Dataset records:

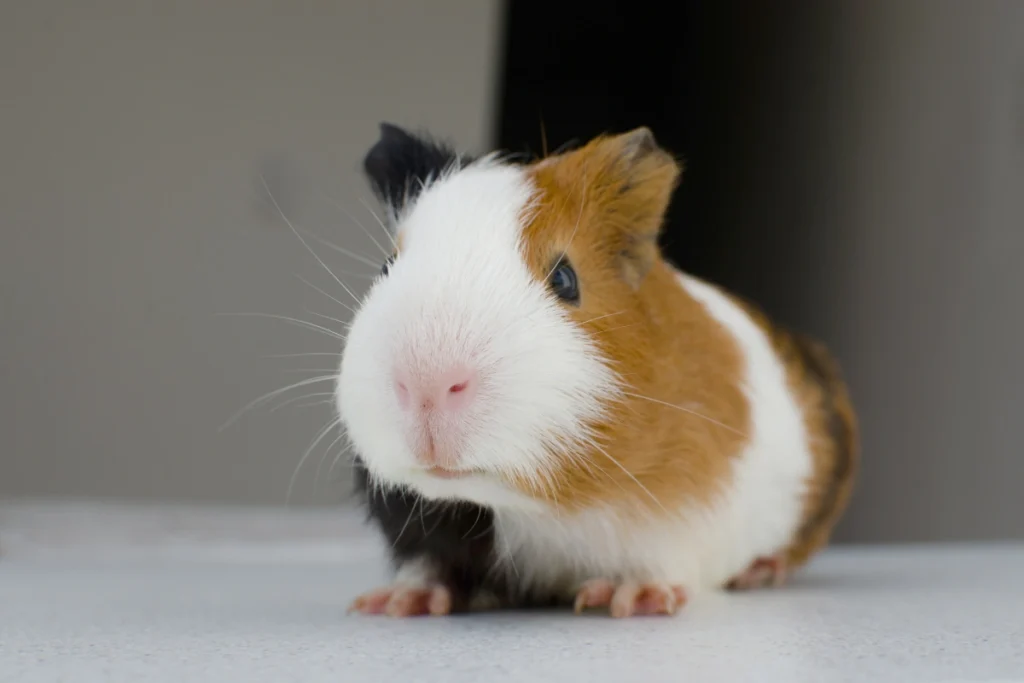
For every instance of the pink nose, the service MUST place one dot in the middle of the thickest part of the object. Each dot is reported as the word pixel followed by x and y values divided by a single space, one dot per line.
pixel 448 391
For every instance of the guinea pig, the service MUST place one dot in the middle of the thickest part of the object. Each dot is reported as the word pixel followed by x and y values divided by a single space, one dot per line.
pixel 545 412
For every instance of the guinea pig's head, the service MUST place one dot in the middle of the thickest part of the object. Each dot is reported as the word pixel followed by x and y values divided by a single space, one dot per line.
pixel 489 355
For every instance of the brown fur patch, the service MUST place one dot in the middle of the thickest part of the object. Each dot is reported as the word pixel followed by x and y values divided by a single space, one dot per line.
pixel 672 442
pixel 819 388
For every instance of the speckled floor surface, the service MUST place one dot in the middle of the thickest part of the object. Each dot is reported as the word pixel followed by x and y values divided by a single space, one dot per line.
pixel 113 593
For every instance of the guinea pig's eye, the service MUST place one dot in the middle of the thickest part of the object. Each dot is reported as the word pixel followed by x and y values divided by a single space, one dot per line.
pixel 563 282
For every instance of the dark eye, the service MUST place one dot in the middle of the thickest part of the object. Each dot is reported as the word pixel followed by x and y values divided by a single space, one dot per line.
pixel 387 266
pixel 563 283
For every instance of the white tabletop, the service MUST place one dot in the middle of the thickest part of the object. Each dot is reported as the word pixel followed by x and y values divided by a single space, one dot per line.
pixel 118 593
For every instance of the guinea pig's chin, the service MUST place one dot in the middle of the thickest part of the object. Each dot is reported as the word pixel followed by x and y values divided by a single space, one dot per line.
pixel 479 487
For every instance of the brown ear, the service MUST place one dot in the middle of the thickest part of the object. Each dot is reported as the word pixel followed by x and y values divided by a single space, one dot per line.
pixel 629 180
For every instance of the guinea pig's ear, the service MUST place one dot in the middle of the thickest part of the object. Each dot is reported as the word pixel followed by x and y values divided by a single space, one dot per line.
pixel 400 165
pixel 627 181
pixel 634 183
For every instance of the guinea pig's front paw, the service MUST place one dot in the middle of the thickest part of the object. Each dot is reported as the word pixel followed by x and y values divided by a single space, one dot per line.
pixel 630 598
pixel 404 600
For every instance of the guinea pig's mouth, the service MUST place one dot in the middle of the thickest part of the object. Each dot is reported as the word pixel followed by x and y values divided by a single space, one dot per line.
pixel 442 473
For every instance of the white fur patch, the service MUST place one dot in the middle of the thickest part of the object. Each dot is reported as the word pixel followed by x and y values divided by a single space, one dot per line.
pixel 700 548
pixel 460 293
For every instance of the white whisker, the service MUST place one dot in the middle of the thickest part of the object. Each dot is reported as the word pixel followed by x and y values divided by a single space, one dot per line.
pixel 356 221
pixel 276 392
pixel 344 324
pixel 598 317
pixel 629 474
pixel 308 248
pixel 297 355
pixel 306 396
pixel 291 484
pixel 295 321
pixel 380 222
pixel 327 452
pixel 340 303
pixel 347 252
pixel 687 411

Work instruction ▸ Copy out all the records exactly as they read, and omit the pictures.

Task answer ▸
For every instance of the pink nose, the service MUST place one dot in the middle of the thickest part of the object. Each dot is reported as the word pixel followed by x and y values divided by a single space, one dot per line.
pixel 448 391
For every instance of the guinea pig, the service MUST place one dot in the middle of the thickest part of the object. Each dot is reported as the word pixel followed by x and y values divided by a single space, one dot per line.
pixel 545 412
For every instance of the guinea pig's head, the service MUST place one dot in the middle of the thickest part of the object. Each dot is reported as the word pixel followed by x and y values divided by a single space, one dot per line.
pixel 489 355
For every instance of the brown fur patch, the service MUST place one dot in the middle of the thickest part of the object. Each dot is reported as the word pixel followed by x and y values divided by a single space, one dot per line.
pixel 672 442
pixel 819 388
For every instance of the speckled floor surface, the service MUST place one dot in the middle of the thickest part of the object. Each dot is reported as the word pixel followed by x and y values divided by a single space, one dot per line.
pixel 113 593
For every instance of the guinea pig's eye, the service MUST place one dot in the middle of the thickest part of the object. Each dot is reported as the word pixel followed by x and y values divided by a single space, one dot per line.
pixel 563 282
For every instance of the dark eye, the service MUST place one dot in the middle of the thickest part of the object. Each dot is reported as the word pixel followed by x and y values divided by a single space, one dot per line.
pixel 387 266
pixel 563 283
For every instance of the white tabletop, the service MUST place one dot in the middle of the thickest part of the object. Each dot is reported as the word pixel followed by x and y values divided by a single space, one dot per line.
pixel 118 593
For every instance of the guinea pig's chin, the service MUST place one dot in the middle of the thickest part of the object. Each dot is reported as the word pixel followed by x and y values divided by a single space, one dot per line.
pixel 479 487
For every instance of the brown ear, the service MUST place one dot in the middle of the thickest part of the object. Each dot is reported as the word pixel followed by x and y values divided by a single space, one dot per line.
pixel 629 180
For every instance of the guinea pig's ear, the service MUST place one dot in the middle of the thickest part of the object. Each dot is reported as the word pixel followed by x and y values divided by a single space, one dot per line.
pixel 400 165
pixel 627 181
pixel 634 183
For every instance of the guinea pig's front paw, the service MUST place one dot in the middle of the thickest part of the object. Each dot is reported as the word pixel followed by x and y values divided by a single space, one dot per line.
pixel 630 598
pixel 404 600
For every instance of the guinea pig's mouth, the service MUST place one dot in the middle of the thickest part of the object. Each dot is reported as the word pixel followed by x and y values divided by a single space, one dot per line.
pixel 442 473
For every instance of the white fur patch, the service MUST place one dot in the middle of the thickest part of the object. Each dot is reported as the word pixel followed by x and y values divided by a single space, one dot per line.
pixel 700 548
pixel 460 293
For every instance of the white whisker, the service MUST place one dot in the middle of the thickest part of the object. Each dot is reported as the word pixel followed by x and y values divided by a single space, one dot per line.
pixel 356 221
pixel 276 392
pixel 344 324
pixel 598 317
pixel 629 474
pixel 308 248
pixel 297 355
pixel 306 396
pixel 291 484
pixel 295 321
pixel 380 222
pixel 327 452
pixel 340 303
pixel 347 252
pixel 687 411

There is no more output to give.